* [What you will do] Copy nothing but the text: repeat each entry exactly and drop the images.

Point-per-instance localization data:
□ □ □

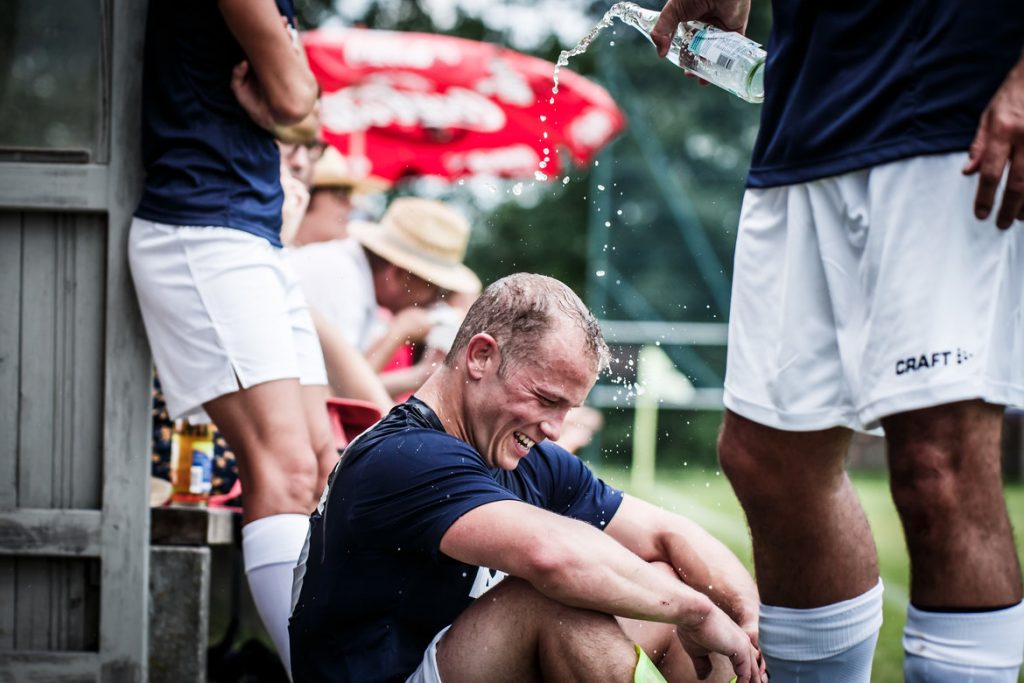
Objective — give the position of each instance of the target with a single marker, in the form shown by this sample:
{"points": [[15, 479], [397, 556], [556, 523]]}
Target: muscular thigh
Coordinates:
{"points": [[870, 294]]}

□ □ □

* [Response below]
Objective — give the position of each instance of the target with a single marker, in the form shown by this sample:
{"points": [[15, 479], [397, 556], [556, 523]]}
Target: muscular thigh
Coordinates:
{"points": [[870, 294]]}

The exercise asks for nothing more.